# Trying to confirm correct coolant level in reservoir



## draco_m (Dec 28, 2014)

I ran a search and there is still some confusion in my mind. Is the arrow on the coolant reservoir the min hot, min cold, max hot, or max cold? I already read the manual and it says coolant should be at the top of the arrow. But the manual doesn't say if the top of the arrow in min or max, hot or cold.

My car has been pretty constant as shown in the picture. The coolant is not at the top of the arrow, but about 1/2 inch below when completely (over night) cold. When warm it's a little higher of course. Is this where the coolant level should be?

Thank you!


----------



## obermd (Mar 3, 2012)

You're two ribs low. The correct level is the top of the arrow just below the tank weld.


----------



## draco_m (Dec 28, 2014)

obermd said:


> You're two ribs low. The correct level is the top of the arrow just below the tank weld.


Okay... so if the correct level (cold) is the top of the arrow then the correct level (hot) is 1/2 or 3/4 inch above the top of the arrow?

I really wish the Cruze coolant reservoir simply had a "min" line and a "max" line so dummies like me could easily determine if the level is too high or too low.


----------



## obermd (Mar 3, 2012)

Correct and agreed. There's enough pressure in the tank that the coolant won't rise too much past the arrow even when hot. If you open the cap you will see as much as half an inch level rise.


----------



## draco_m (Dec 28, 2014)

Okay I found a good thread.

http://www.cruzetalk.com/forum/9-general-discussion-forum/12117-how-much-coolant-burp-tank-3.html

According to posts #21-27 the top of the arrow is the max *hot* level. So cold, you want the coolant level to be 1/2 inch or so below the top of the arrow, which is about where mine is. If I'm reading this correctly...


----------



## draco_m (Dec 28, 2014)

So obermd do you think I should ask the service dept to "top off" the coolant? Or is my level in the acceptable range (assuming it stays at that level)? I don't want them to over fill either...

Thanks for all your advice.


----------



## obermd (Mar 3, 2012)

According to the GM on-line service manual, the top of the arrow is the "cold full" line. The fill procedure is to fill a cold engine to this line, start the engine and let it circulate the coolant. Refill to this line. Note the service procedure doesn't say to let the engine warm up, just circulate the coolant until it starts dripping back into the tank from the small upper hose. It takes maybe 30 seconds to get coolant dripping back into the tank from the small pressure return line.
....
(Job):
From the coolant level thread, retype everything from "# Trying to" down to "level should be?".

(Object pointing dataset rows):
....
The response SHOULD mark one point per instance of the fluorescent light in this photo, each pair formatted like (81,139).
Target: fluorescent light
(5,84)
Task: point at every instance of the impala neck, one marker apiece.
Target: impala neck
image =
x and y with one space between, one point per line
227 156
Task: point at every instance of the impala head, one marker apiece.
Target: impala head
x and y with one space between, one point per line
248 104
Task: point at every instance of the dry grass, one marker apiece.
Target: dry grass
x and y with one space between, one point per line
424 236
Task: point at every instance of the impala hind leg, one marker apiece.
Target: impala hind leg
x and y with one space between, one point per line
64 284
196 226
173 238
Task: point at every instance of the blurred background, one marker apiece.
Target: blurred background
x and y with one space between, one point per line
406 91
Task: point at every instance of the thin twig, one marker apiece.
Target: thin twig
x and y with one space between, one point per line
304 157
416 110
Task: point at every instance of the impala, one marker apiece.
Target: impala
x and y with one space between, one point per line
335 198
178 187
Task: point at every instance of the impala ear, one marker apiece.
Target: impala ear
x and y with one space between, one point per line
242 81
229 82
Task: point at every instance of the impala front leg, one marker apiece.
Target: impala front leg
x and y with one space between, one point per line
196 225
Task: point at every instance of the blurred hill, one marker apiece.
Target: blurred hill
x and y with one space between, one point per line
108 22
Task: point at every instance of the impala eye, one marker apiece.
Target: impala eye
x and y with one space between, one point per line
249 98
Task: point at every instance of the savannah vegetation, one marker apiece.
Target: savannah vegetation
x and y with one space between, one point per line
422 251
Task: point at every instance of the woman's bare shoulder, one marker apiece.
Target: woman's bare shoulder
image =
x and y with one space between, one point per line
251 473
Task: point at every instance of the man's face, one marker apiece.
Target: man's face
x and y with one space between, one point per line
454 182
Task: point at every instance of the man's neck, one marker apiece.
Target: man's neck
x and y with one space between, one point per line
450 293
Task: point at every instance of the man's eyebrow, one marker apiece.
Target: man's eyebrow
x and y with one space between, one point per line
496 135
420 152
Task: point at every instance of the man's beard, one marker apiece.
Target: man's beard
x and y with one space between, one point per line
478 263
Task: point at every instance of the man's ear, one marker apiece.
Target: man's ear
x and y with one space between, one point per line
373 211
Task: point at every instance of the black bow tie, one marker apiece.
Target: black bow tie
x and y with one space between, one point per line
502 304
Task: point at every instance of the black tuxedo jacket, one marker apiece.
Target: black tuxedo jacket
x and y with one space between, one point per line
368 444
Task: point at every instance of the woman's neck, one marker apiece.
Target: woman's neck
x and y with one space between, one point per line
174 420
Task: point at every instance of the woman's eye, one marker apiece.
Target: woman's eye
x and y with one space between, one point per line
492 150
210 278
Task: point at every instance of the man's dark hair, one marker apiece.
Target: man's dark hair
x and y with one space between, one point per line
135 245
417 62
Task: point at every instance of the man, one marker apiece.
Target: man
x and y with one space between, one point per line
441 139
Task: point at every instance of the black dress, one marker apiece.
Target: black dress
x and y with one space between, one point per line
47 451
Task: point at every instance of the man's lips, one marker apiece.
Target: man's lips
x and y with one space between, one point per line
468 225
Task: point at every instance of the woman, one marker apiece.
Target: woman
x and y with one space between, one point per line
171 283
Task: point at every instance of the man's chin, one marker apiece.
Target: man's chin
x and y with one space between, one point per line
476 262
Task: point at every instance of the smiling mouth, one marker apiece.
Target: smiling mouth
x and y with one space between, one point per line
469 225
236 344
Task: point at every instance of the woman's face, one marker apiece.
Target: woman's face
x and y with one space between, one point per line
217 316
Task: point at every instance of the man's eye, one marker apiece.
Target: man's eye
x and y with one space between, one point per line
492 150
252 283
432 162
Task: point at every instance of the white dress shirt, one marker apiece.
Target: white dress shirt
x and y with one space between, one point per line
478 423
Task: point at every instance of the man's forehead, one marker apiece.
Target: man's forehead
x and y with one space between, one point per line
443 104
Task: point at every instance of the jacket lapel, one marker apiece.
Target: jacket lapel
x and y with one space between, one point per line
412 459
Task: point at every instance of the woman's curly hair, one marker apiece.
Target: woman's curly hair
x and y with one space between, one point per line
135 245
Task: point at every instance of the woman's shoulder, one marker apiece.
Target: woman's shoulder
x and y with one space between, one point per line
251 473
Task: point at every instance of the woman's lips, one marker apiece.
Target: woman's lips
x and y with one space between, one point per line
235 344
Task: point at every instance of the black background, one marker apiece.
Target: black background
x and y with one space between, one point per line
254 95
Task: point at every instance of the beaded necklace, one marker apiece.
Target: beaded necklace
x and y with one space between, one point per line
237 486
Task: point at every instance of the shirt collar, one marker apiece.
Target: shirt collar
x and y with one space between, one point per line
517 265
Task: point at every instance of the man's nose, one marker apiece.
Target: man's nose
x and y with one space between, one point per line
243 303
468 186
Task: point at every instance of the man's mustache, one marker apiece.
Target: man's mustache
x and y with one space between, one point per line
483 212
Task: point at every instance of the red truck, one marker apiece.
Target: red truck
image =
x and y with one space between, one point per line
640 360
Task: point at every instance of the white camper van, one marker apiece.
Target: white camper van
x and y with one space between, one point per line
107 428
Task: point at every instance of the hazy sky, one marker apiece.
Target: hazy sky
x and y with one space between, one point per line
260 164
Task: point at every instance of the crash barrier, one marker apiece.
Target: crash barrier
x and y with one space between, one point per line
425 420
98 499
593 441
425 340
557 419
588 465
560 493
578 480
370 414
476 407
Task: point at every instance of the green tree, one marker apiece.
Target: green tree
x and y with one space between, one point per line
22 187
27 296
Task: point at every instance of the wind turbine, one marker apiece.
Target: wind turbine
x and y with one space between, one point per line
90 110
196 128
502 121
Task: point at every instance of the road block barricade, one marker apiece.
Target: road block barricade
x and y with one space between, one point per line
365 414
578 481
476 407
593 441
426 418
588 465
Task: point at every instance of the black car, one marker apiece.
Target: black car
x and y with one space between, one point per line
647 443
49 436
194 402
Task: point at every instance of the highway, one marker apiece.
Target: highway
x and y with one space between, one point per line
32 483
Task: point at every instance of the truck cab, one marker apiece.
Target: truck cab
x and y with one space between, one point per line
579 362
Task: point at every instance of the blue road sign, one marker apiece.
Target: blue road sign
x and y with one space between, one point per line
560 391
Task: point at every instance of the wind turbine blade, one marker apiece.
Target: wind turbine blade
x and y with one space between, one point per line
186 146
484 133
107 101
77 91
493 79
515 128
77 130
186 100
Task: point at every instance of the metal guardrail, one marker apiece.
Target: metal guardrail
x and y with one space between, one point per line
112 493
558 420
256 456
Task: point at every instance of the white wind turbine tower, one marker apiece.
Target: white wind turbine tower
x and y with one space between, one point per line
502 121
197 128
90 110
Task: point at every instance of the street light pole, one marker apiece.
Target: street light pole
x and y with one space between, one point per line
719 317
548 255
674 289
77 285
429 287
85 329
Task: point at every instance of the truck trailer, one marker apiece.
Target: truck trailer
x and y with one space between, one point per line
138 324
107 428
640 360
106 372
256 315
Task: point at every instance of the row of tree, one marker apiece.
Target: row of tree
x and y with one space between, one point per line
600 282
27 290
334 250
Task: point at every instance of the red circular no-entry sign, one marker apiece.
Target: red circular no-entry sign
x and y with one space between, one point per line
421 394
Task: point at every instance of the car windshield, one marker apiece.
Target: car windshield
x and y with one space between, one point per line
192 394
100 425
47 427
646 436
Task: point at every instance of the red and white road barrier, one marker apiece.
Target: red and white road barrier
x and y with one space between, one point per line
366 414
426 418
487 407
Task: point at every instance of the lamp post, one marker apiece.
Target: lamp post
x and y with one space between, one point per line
....
(Task output):
# Trying to confirm correct coolant level in reservoir



## draco_m (Dec 28, 2014)

I ran a search and there is still some confusion in my mind. Is the arrow on the coolant reservoir the min hot, min cold, max hot, or max cold? I already read the manual and it says coolant should be at the top of the arrow. But the manual doesn't say if the top of the arrow in min or max, hot or cold.

My car has been pretty constant as shown in the picture. The coolant is not at the top of the arrow, but about 1/2 inch below when completely (over night) cold. When warm it's a little higher of course. Is this where the coolant level should be?